*Document extract*.
*** Begin section ***

Now that's not to saying your syntax isn't entirely unappealing. But is the effort to implement this feature in the CLR, and all the compilers, justified? For all the work that goes into this, has it really bought you anything you couldn't already achieve (with classes)? My gut feeling is no, there's no real benefit. (There's a post by Eric Lippert I wanted to link to, but I couldn't find it)
You can write 10 lines of code to implement in user-space what you're trying to achieve without all the headache of changing a compiler. Your user-space code is easily maintained over time - although perhaps not quite as pretty as if it's built-in, but at the end of the day it's the same thing. You can even get fancy with a T4 code generation template if you need to maintain many of your custom enum-esque values in your project.
So, enums are as complicated as they need to be.
Not really answering your question but presenting alternatives to string enums.
public struct ErrorMessage
{
public const string NotFound="Could not find";
public const string BadRequest="Malformed request";
}
Perhaps because then this wouldn't make sense:
enum ErrorMessage: string
{
NotFound,
BadRequest
}
It's a language decision - eg., Java's enum doesn't directly correspond to an int, but is instead an actual class. There's a lot of nice tricks that an int enum gives you - you can bitwise them for flags, iterate them (by adding or subtracting 1), etc. But, there's some downsides to it as well - the lack of additional metadata, casting any int to an invalid value, etc.

*** End section ***

*Set of tasks*.
1. Answer these questions about the string enums thread, one per line:
(a) How many lines of code does the text say would implement the feature in user space?
(b) What kind of template does it suggest for maintaining many custom enum-esque values?
(c) What is Java's enum instead of directly corresponding to an int?
2. Turn the paragraph of the string enums thread that begins "It's a language decision" into a short bulleted list that keeps its main facts.
3. Update the string enums thread from "Not really answering" to "invalid value, etc.", replacing "ErrorMessage" with "ErrorText" each time it appears.

*Data under study*.
*** Begin section ***

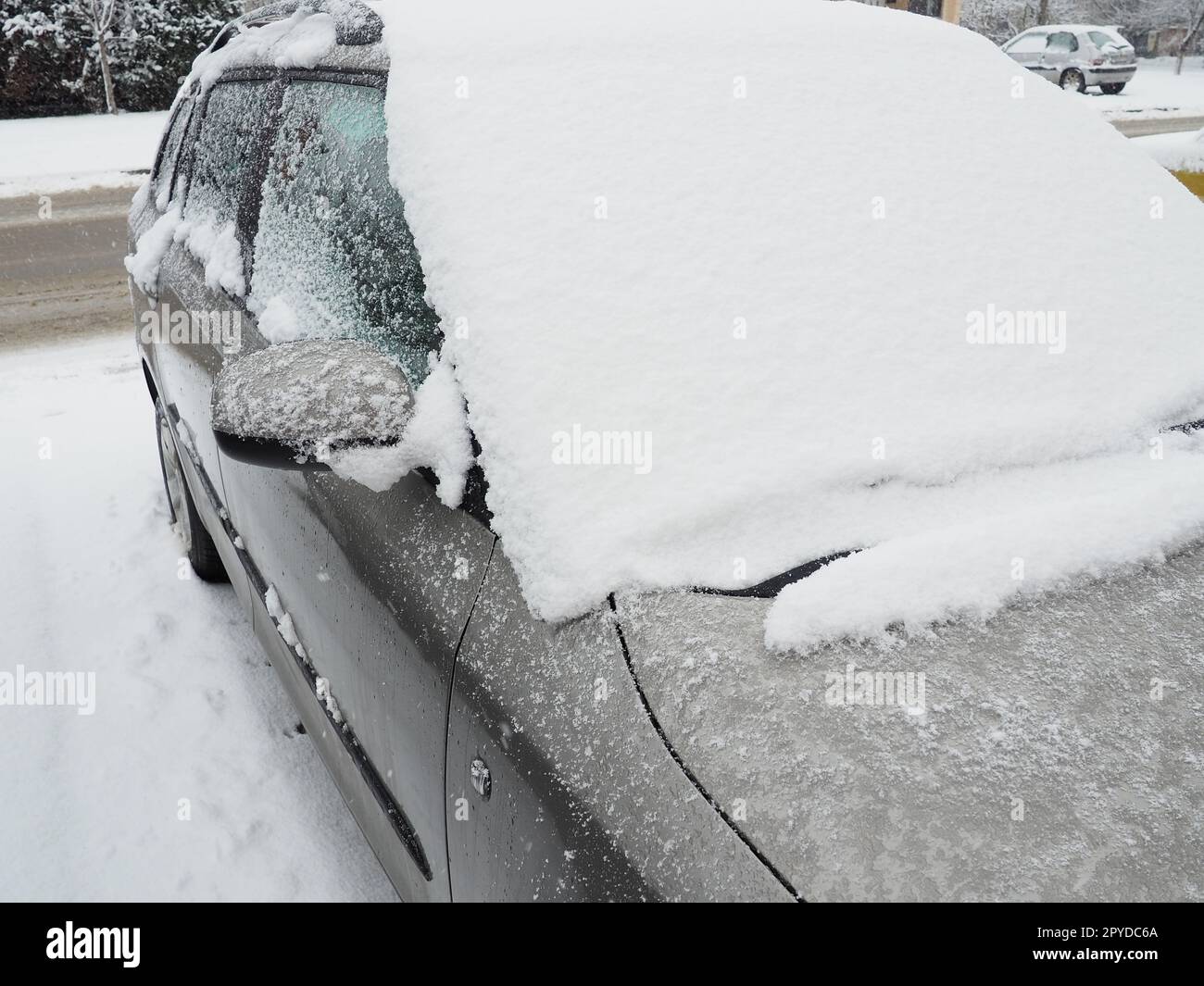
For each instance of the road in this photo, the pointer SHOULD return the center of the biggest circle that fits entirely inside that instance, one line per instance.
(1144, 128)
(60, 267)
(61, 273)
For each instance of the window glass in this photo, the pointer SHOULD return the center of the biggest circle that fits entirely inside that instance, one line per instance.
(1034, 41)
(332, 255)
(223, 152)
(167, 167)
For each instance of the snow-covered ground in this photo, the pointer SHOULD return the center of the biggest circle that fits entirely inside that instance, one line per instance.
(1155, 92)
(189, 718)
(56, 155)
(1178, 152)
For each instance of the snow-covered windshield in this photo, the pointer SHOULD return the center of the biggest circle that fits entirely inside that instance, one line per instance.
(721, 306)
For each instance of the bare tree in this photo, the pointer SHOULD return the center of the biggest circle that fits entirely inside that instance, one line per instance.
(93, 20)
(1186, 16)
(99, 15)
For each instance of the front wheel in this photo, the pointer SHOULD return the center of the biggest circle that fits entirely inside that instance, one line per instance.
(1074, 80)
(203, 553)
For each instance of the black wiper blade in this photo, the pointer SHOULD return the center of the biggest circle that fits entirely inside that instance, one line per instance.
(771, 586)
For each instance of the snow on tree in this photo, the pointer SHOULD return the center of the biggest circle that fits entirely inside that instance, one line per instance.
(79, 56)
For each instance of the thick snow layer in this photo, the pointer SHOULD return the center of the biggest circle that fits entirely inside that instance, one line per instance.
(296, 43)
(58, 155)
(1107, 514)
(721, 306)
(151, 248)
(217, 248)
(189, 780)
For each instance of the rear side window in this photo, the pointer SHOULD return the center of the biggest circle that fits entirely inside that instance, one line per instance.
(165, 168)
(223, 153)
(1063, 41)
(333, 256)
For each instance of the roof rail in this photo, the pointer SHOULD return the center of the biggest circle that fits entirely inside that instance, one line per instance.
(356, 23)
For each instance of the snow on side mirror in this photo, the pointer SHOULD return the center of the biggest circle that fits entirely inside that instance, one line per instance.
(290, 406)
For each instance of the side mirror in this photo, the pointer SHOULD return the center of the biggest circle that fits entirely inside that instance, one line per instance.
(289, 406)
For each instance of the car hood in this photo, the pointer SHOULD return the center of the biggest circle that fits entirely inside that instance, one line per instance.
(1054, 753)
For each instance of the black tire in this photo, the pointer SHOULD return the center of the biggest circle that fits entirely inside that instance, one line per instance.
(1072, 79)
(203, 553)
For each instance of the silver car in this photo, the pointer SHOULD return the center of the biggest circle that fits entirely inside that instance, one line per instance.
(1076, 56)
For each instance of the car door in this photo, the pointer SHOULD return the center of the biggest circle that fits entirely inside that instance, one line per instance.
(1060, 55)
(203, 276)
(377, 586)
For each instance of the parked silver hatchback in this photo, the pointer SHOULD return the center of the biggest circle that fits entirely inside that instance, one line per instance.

*** End section ***
*** Begin section ***

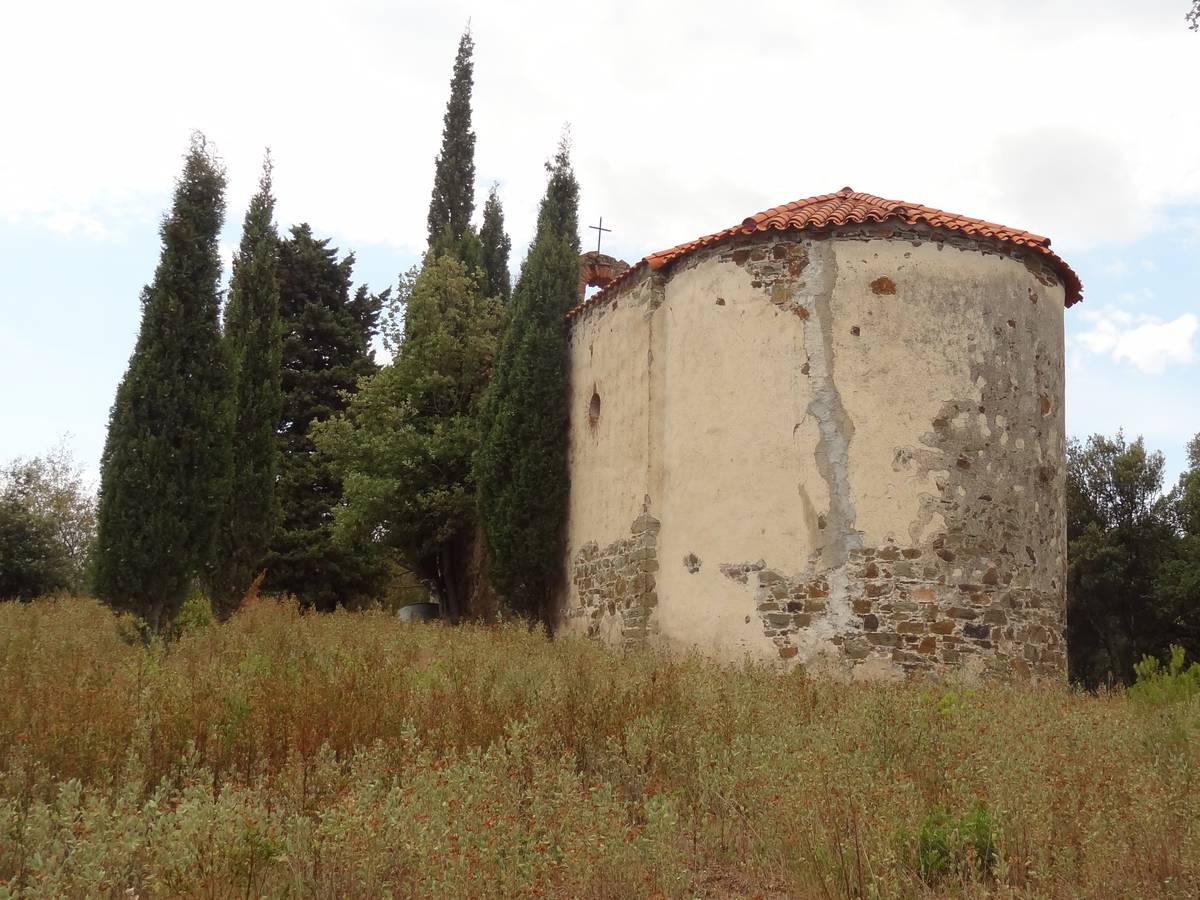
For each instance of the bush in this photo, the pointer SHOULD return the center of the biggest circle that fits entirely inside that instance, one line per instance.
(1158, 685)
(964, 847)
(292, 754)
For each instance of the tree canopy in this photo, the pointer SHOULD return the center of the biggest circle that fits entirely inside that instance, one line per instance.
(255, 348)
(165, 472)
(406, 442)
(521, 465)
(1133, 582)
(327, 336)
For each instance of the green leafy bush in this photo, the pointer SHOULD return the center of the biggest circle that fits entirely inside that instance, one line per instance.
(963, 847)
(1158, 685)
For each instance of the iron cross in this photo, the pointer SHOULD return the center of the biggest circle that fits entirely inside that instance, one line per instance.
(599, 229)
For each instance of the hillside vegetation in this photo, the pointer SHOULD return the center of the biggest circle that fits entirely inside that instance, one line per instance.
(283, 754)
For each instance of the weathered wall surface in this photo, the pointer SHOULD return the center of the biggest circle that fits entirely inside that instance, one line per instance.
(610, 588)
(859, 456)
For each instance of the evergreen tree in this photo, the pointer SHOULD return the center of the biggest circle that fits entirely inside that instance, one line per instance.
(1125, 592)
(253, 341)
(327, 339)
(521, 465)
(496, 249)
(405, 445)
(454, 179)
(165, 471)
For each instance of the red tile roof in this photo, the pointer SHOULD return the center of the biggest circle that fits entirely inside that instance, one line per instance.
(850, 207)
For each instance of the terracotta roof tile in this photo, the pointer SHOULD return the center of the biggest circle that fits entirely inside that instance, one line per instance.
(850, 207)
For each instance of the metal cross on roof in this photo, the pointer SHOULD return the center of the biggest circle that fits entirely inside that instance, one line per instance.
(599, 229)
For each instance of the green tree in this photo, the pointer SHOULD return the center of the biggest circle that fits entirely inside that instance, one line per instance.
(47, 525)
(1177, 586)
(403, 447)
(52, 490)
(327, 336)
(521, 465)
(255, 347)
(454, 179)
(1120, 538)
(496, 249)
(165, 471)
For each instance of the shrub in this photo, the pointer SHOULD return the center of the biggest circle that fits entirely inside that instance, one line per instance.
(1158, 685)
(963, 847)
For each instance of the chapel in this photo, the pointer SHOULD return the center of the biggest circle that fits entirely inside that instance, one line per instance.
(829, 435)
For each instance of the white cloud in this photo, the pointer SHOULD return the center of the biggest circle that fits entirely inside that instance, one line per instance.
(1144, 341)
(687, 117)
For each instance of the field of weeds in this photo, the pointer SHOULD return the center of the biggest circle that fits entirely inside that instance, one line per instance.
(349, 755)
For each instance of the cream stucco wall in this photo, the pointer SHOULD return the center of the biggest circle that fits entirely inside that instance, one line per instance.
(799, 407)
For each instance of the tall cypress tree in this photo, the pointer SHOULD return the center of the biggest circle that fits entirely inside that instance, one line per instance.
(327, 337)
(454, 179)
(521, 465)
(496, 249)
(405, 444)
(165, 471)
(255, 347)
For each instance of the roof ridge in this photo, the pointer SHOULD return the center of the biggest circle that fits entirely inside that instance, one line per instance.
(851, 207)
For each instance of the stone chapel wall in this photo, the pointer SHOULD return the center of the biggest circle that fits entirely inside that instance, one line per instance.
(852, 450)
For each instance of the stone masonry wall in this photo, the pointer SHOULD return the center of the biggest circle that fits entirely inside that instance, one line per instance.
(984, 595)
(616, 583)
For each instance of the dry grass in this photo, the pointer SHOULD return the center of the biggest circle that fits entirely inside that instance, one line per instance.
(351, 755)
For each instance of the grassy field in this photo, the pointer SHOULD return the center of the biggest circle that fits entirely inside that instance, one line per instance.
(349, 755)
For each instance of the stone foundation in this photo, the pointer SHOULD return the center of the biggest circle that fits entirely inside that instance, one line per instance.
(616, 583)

*** End section ***
*** Begin section ***

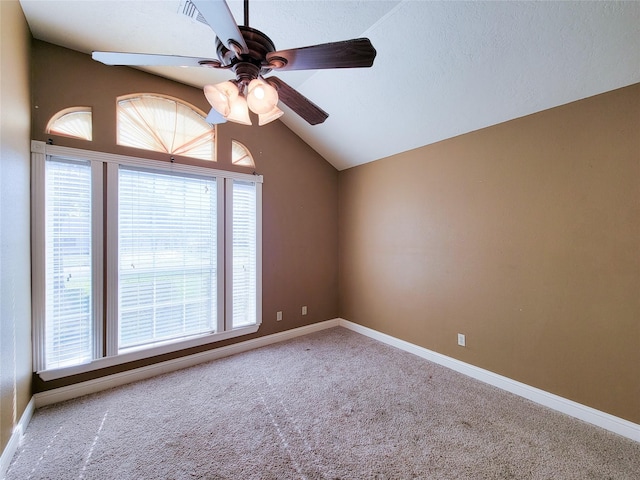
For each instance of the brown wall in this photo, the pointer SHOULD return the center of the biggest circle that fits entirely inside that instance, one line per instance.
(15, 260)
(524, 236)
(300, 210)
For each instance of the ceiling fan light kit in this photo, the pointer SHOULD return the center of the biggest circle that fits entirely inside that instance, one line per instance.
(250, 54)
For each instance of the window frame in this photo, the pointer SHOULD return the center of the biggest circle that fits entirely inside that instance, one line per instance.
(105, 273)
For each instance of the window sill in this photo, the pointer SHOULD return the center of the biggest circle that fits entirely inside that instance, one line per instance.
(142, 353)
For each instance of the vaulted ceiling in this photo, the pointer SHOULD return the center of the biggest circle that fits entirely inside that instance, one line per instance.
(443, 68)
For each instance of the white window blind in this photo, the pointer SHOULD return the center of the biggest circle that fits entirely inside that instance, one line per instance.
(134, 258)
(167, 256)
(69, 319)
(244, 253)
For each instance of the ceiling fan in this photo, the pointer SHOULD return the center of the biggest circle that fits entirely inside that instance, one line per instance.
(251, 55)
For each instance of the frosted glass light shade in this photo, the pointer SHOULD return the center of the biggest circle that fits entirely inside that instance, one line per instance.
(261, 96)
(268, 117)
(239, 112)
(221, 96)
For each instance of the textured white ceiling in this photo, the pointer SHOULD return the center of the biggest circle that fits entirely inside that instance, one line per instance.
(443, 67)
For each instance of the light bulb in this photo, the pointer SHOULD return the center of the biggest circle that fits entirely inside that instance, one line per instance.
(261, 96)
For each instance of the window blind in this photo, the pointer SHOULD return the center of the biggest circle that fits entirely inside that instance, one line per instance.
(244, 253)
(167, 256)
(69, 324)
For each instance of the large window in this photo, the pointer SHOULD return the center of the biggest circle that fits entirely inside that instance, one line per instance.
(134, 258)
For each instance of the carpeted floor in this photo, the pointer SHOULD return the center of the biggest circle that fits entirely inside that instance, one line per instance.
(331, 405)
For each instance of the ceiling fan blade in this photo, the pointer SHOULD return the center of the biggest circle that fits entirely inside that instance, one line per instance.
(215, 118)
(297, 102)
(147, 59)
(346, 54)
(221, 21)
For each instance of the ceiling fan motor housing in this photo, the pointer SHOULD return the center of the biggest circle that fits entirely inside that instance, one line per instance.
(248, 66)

*** End section ***

*Results of the tasks*.
1.
(a) 10 lines.
(b) A T4 code generation template.
(c) An actual class.

2.
- Whether an enum maps to an int is a language decision. Java's enum is an actual class, not an int.
- Int enums allow bitwise use for flags and iteration by adding or subtracting 1.
- Their downsides include no additional metadata and the ability to cast any int to an invalid value.

3.
Not really answering your question but presenting alternatives to string enums.
public struct ErrorText
{
public const string NotFound="Could not find";
public const string BadRequest="Malformed request";
}
Perhaps because then this wouldn't make sense:
enum ErrorText: string
{
NotFound,
BadRequest
}
It's a language decision - eg., Java's enum doesn't directly correspond to an int, but is instead an actual class. There's a lot of nice tricks that an int enum gives you - you can bitwise them for flags, iterate them (by adding or subtracting 1), etc. But, there's some downsides to it as well - the lack of additional metadata, casting any int to an invalid value, etc.